- _RECORD SET_:
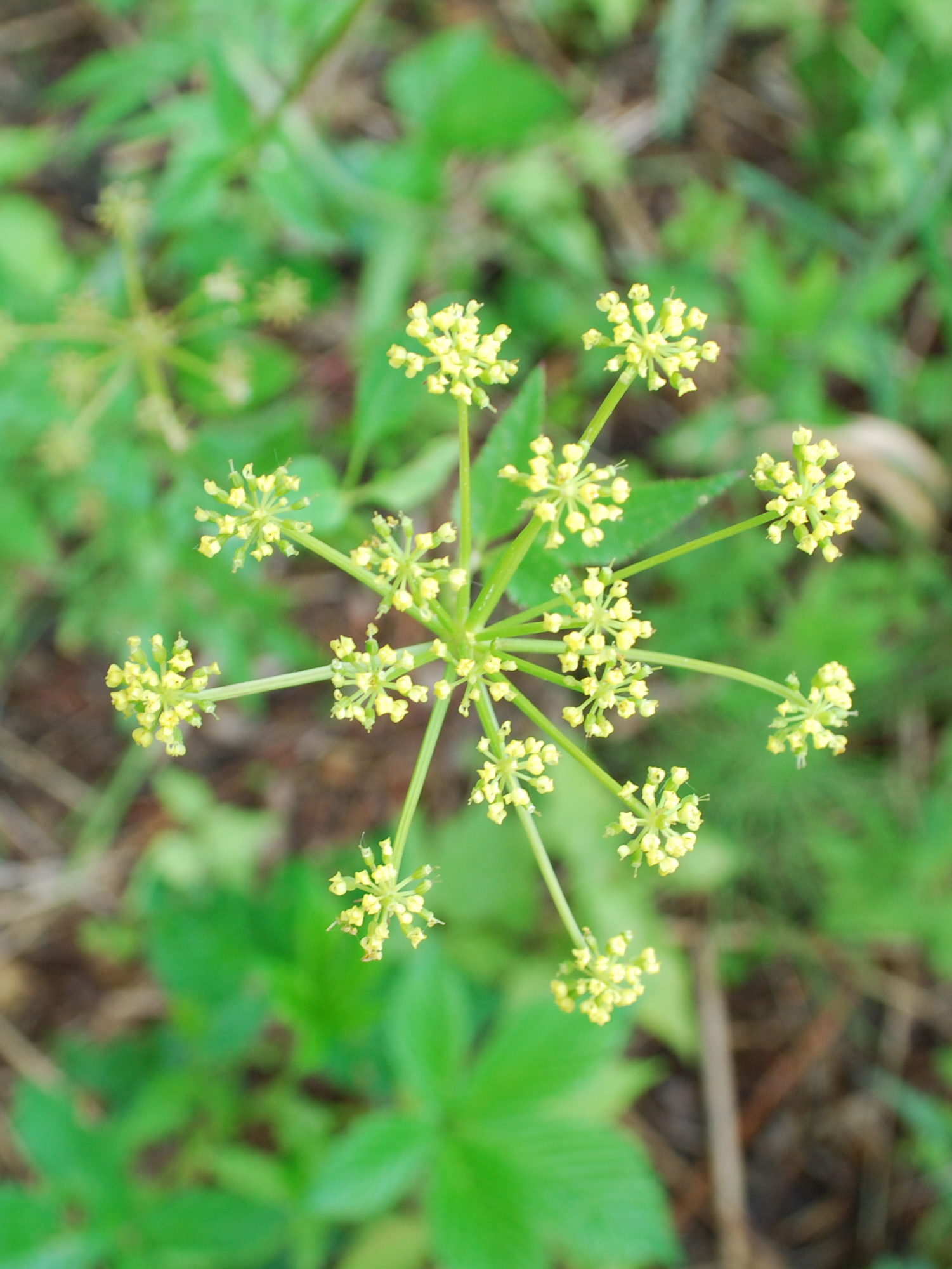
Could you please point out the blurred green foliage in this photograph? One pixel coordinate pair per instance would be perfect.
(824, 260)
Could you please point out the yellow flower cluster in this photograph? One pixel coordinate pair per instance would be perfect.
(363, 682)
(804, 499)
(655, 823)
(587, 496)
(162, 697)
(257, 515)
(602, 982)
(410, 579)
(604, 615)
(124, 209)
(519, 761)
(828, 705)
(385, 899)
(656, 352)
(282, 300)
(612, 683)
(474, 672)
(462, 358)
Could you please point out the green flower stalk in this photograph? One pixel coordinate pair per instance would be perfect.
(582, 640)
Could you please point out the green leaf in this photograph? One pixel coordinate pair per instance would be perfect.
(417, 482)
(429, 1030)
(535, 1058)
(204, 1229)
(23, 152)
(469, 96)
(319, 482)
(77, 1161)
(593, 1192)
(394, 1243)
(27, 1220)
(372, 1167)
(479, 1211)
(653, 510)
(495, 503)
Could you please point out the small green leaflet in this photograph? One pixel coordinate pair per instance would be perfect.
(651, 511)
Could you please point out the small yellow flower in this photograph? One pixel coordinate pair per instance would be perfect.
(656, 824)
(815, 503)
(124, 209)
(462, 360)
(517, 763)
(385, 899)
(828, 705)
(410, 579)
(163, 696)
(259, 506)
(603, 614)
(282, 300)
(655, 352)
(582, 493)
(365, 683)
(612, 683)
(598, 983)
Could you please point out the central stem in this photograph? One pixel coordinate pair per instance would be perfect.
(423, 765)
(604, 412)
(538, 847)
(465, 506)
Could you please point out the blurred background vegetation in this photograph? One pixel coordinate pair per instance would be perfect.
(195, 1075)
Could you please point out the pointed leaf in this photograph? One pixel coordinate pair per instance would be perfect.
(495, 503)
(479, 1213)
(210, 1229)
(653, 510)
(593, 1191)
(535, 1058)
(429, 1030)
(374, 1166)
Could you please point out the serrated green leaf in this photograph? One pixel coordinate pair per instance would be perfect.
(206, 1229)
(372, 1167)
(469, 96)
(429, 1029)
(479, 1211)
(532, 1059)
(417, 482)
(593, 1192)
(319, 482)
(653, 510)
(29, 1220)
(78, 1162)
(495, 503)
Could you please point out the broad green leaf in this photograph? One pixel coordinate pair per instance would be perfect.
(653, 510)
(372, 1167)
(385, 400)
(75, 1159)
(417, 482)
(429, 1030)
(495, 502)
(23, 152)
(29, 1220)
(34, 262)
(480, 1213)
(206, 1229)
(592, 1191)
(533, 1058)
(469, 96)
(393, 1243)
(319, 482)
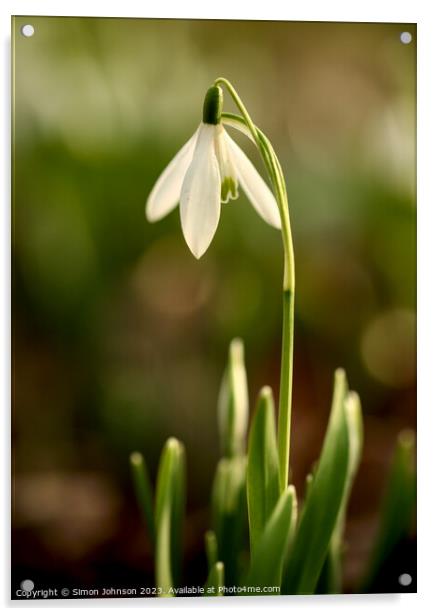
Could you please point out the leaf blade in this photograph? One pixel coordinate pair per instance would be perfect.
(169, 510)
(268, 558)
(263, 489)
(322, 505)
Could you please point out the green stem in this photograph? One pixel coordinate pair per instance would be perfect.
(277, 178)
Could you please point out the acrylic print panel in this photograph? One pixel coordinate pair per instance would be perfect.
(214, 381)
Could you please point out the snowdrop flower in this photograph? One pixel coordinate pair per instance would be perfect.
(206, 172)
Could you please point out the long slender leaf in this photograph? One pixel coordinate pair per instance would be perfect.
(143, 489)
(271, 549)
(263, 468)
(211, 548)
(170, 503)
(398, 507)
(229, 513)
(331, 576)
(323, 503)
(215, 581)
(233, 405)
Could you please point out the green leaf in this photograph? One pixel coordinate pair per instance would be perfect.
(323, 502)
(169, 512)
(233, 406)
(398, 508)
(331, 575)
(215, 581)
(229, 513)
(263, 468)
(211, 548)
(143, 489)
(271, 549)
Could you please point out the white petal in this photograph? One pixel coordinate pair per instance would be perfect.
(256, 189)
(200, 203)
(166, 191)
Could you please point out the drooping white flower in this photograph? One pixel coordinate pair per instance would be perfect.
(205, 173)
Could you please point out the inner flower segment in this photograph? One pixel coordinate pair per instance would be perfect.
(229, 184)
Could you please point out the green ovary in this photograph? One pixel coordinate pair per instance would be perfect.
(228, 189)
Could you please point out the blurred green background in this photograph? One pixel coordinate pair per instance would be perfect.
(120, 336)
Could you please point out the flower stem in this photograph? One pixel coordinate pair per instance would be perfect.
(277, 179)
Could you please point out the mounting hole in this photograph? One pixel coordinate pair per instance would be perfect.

- _TRY IT_:
Give the data above again, exactly, with every picture removed.

- _PROBLEM SOLUTION_:
Could you please point out the blurred green foliage in this photograph? One pixel coordinate pair per instance would be perfect.
(824, 260)
Could you please point out the yellow flower cluster in this photograph? One pixel coordinate pair per instance would be perfect.
(363, 682)
(804, 499)
(655, 823)
(587, 496)
(162, 697)
(257, 515)
(602, 982)
(410, 579)
(604, 615)
(124, 209)
(519, 761)
(828, 705)
(385, 899)
(656, 352)
(282, 300)
(612, 683)
(474, 672)
(462, 358)
Could you please point out the green flower stalk in this photograph? One pixel coordinate pair per instance would be perfect.
(582, 640)
Could you please point out the green leaf in this photograph? One pixel coordinate pair per instance would be perfect.
(417, 482)
(429, 1030)
(535, 1058)
(204, 1229)
(23, 152)
(469, 96)
(319, 482)
(77, 1161)
(593, 1192)
(394, 1243)
(27, 1220)
(372, 1167)
(479, 1211)
(653, 510)
(495, 503)
Could you please point out the small green leaflet in this photograph? One pixel coordinate pair per instance would be perfect.
(651, 511)
Could you please point out the small yellow flower in this photograph? One pixel coordinate pair per instance would be perfect.
(656, 824)
(815, 503)
(124, 209)
(462, 360)
(517, 763)
(385, 899)
(828, 705)
(410, 579)
(163, 696)
(259, 506)
(603, 614)
(282, 300)
(655, 352)
(582, 493)
(365, 683)
(612, 683)
(598, 983)
Could you please point out the central stem in this photograph? One pixel coordinate pair per instance would be perfect.
(423, 765)
(604, 412)
(538, 847)
(465, 506)
Could you please point out the blurred background vegetation in this photograph? One pixel coordinate pair per instance would be perfect.
(195, 1075)
Could you please point out the pointed leaf in this photograph? One pixel coordinate pair per instance would be perfect.
(495, 503)
(479, 1213)
(210, 1229)
(653, 510)
(593, 1191)
(535, 1058)
(429, 1030)
(374, 1166)
Could you please point out the serrated green leaf in this photograph? One pixel coordinate pair per instance would be perfect.
(206, 1229)
(372, 1167)
(469, 96)
(429, 1029)
(479, 1211)
(532, 1059)
(417, 482)
(593, 1192)
(319, 482)
(653, 510)
(29, 1220)
(78, 1162)
(495, 503)
Could you please point out the broad green leaf in this photograph? One pixel coordinate pair per instance would be perfect.
(653, 510)
(372, 1167)
(385, 400)
(75, 1159)
(417, 482)
(429, 1030)
(495, 502)
(23, 152)
(29, 1220)
(34, 262)
(480, 1213)
(206, 1229)
(592, 1191)
(533, 1058)
(469, 96)
(393, 1243)
(319, 482)
Could you please point out the leaf blade in this photograph? One pixel coordinate pair per instance would be perfect.
(169, 510)
(268, 558)
(263, 489)
(322, 505)
Could you please point out the green stem in this photograph? One pixel coordinate pair per instance would be perfect.
(277, 178)
Could you please point out the acrylic print panel in this photograph? One pixel coordinate pair per instance would be perfect.
(214, 381)
Could you please point out the snowdrop flower in this photograph? One pixel coordinate pair per instance would be perfect.
(206, 172)
Could you please point out the long slender leaf in this photograph? One pixel coordinate pair per instance would be perfect.
(143, 489)
(271, 549)
(263, 468)
(211, 548)
(170, 503)
(398, 507)
(229, 513)
(331, 576)
(323, 503)
(215, 581)
(233, 405)
Could you please point out the green leaf in this photograph? One pixel coordinate pair per instance would be perfect.
(323, 502)
(169, 512)
(233, 406)
(398, 508)
(331, 575)
(215, 581)
(229, 513)
(263, 468)
(211, 548)
(143, 489)
(271, 549)
Could you please point out the white petal in this photograph? One pixel coordinate pair per instance would be perfect.
(256, 189)
(200, 203)
(166, 191)
Could you please point out the drooping white flower in this photograph? One pixel coordinate pair per instance would be perfect.
(205, 173)
Could you please point out the inner flower segment in this photograph? One pixel coordinate pair per instance would be perfect.
(229, 184)
Could you please point out the green ovary in this photograph? One pixel coordinate pair per instance would be perfect.
(228, 189)
Could you please point out the blurred green background in this photograph? One pixel coordinate pair per instance would be perfect.
(120, 336)
Could you please point out the flower stem in this photograph? One pixel coordinate pair per instance would be perfect.
(277, 179)
Could you please point out the mounting hole in this photograph? One pixel coordinate pair per instance would be perfect.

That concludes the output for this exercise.